● EXERCISE INPUTS
Content starts
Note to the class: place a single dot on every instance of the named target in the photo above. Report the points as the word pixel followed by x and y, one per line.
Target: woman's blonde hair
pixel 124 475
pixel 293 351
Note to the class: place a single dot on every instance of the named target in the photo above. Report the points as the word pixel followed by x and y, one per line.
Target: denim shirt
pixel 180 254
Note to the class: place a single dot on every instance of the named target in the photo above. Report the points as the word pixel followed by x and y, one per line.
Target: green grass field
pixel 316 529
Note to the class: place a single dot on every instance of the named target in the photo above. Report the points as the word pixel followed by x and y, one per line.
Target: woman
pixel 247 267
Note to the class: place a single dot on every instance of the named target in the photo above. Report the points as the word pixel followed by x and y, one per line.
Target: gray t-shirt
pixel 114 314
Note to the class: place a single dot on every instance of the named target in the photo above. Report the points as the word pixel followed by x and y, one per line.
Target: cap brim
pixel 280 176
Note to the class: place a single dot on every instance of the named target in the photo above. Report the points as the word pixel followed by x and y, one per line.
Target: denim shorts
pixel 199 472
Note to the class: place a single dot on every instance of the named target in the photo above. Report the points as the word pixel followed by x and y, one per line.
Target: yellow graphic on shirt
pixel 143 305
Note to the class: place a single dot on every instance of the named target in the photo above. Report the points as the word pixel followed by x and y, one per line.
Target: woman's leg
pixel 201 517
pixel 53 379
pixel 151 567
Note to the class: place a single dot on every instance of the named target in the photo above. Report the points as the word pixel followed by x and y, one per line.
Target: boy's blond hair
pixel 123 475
Content ends
● WHAT TO PRODUCE
Your reply needs to reproduce all of the listing exactly.

● FINISHED EXERCISE
Note to the class: place a single dot on every instance of the named target in the photo above. Report the points as the word pixel followed by x and y, one per line.
Target: woman's blonde hair
pixel 124 475
pixel 293 351
Note to the class: place a single dot on every instance of the named target in the photo above. Report the points as the word pixel followed by x and y, one per line.
Target: denim shirt
pixel 180 254
Note to the class: place a single dot on every instance of the named target in the photo above. Report the points as the word pixel followed by x and y, one per line.
Target: green grass field
pixel 316 529
Note to the class: place a single dot on every instance of the named target in the photo above. Report the points as the word pixel followed by x and y, one per line.
Target: woman
pixel 247 267
Note to the class: place a single dot on every instance of the named target in the photo above. Report the points as the word pixel followed by x and y, one per line.
Target: gray t-shirt
pixel 114 314
Note to the class: place a single dot on every instance of the named target in the photo above. Report the points as the word pixel followed by x and y, one per line.
Target: cap brim
pixel 280 176
Note to the class: place a single dot on every instance of the named target in the photo above. Report the points as the word pixel followed by x and y, one per line.
Target: denim shorts
pixel 199 472
Note to the class: place a single dot on every instance of the named target in the photo above. Report the points as the word pixel followed by x and y, one per line.
Target: yellow graphic on shirt
pixel 143 305
Note to the class: place a single dot on every instance of the named target in the photo above. Report the points as the word pixel followed by x and y, one per line.
Target: woman's leg
pixel 201 517
pixel 53 379
pixel 151 567
Note to the class: place a single dot on every instance of the named target in the photo above. Report the points as the word pixel followed by x and y, one per line.
Target: boy's blond hair
pixel 123 475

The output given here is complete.